Begin Available data
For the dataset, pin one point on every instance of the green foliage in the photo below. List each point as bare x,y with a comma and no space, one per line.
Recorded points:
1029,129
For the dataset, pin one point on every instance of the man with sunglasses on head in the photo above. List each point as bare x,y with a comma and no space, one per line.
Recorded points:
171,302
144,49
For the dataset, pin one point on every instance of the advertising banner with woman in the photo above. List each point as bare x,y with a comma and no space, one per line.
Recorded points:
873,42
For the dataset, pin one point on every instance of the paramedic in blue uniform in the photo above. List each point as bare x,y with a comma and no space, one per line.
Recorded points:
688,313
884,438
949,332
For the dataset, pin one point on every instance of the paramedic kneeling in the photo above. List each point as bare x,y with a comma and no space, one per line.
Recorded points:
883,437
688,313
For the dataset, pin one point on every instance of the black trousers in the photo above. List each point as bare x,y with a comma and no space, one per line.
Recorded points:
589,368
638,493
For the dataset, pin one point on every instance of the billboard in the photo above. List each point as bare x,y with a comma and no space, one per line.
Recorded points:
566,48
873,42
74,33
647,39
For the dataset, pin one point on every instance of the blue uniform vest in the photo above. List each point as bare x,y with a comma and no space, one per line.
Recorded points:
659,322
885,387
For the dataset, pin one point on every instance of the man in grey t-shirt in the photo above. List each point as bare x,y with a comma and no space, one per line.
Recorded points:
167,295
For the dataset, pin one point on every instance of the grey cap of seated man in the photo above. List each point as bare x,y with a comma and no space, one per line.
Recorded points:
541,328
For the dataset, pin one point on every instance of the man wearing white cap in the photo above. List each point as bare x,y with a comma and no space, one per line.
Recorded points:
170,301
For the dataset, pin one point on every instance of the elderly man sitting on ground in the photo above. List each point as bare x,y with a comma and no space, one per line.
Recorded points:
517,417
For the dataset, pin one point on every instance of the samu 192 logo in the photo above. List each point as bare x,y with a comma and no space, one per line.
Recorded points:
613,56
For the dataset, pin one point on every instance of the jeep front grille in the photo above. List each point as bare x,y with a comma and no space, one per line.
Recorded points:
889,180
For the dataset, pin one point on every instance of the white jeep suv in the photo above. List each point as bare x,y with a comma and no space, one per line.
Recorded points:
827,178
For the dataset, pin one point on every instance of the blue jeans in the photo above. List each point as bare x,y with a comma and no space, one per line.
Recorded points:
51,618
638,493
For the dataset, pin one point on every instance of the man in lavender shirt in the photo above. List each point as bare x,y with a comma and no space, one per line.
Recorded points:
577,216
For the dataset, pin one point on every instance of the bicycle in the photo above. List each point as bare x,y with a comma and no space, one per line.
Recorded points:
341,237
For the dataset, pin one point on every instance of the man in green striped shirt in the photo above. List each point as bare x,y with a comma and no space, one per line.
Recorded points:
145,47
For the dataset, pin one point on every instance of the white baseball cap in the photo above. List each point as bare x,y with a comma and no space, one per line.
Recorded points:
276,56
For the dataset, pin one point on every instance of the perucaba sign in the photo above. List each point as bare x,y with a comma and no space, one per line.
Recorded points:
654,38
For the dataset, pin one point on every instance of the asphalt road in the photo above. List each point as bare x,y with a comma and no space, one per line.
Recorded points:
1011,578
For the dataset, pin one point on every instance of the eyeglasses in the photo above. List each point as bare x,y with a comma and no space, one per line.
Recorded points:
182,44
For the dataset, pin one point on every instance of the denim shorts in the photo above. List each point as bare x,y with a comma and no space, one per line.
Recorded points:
End Available data
Stated task
Exactly as written, please output every entry.

Exercise solution
For the dataset, pin one point on every instance of the green foliage in the photo below. List each point as bare x,y with a comma and no space, one per line.
Recorded points:
1029,129
For the dataset, pin one point on every instance of the man with sunglasses on head in the photo above. List each point as bare x,y with a comma and no space, one per line.
Recorded points:
171,302
144,49
For the dataset, pin one point on every instance of the advertising banner with woman in the photo above. List each point as bare x,y with a comma and no space, one per line.
Recorded points:
873,42
For the dataset, pin one point on every instance of the paramedic in blue uniform in the photo above. List each point as bare x,y with a comma and no space, one per line.
Recorded points:
688,313
884,438
949,332
For the dataset, pin one point on every instance of the paramedic kneeling in the photo above. List each point as bare x,y with a comma and no space, one per line.
Recorded points:
883,437
688,313
For the dataset, pin one point on every instance of the black trousers in the photo above. List each point as bare x,y with a comma and no space, one per line.
Recorded points:
589,368
638,493
For the dataset, pin one point on every instance of the billboard in the photo above. List each point as bare x,y with a comma and no space, one per line.
Recorded points:
566,48
873,42
74,33
647,39
For the dataset, pin one point on every instance of the blue uniform vest in the photo above. List each point as bare x,y with a comma and no space, one per line.
Recorded points:
659,322
885,387
For the dataset, pin one point on every instance of the man in grey t-shirt in the photo above. List each point as bare x,y with a comma and no space, one per line.
Recorded points:
167,295
For the dataset, pin one point on every instance of the grey cap of seated man in the photo above. List each point as bare x,y with a comma and no space, one per line.
Recorded points:
541,328
For the dataset, pin one point on every instance of the man wearing white cap in the photo above. List each point as bare x,y with a comma and no space, one per line.
Recorded points:
170,301
For the dataset, pin one point on every instance of the elderly man sitting on ground in the photo above. List each point as bare x,y with a comma and no space, one per line.
Recorded points:
517,417
For the dataset, pin one point on every instance of the samu 192 logo in the photo above. List each point as bare x,y with a comma and no space, one per line.
Recorded points:
613,56
For the dataset, pin one point on every instance of the jeep front grille in the photo above. List each point as bare x,y with a comma and no space, one per line.
Recorded points:
889,180
For the dataset, pin one point on every instance of the white jeep suv in the photo above. List each point as bare x,y with a comma and no space, one per line.
Recorded points:
827,178
For the dataset, pin one point on every instance of the blue jeans in the photo above. List each point as bare x,y with a comma and no space, one per line.
Recorded points:
51,618
638,493
For the dataset, pin one point on every instance of the man in lavender shirt in the photo above. List each point as bare x,y with a comma and no space, one per line.
Recorded points:
577,216
For the dataset, pin one point on every instance of the bicycle in the photo above. List each point as bare x,y with a comma and no space, one per line.
Recorded points:
341,237
For the dataset, pin one point on every instance of the man in green striped shirt in the photo above. List each point as bare x,y with a comma and no space, one per line.
Recorded points:
145,47
For the dataset, pin one point on every instance of the white baseball cap in the photo above. List each point as bare x,y with a comma and no space, one per line.
Recorded points:
276,56
For the dataset, pin one point on every instance of the perucaba sign in the photo above. List each point as bare x,y with a comma and no space, one per line.
Recorded points:
654,38
For the dataset, pin one point on every instance of the asphalt road in the photo above. List each point as bare x,y with a comma and no space, one per line.
Recorded points:
1011,578
For the dataset, pin one point on every instance of the eyeglasses in the photo above. List each point as bare x,y with a comma and no space, one per line.
Recorded points:
182,44
For the dataset, pin one point on every instance of the denim shorts in the photo above. List each point as bare x,y with a comma and no space, one per line.
Recorded points:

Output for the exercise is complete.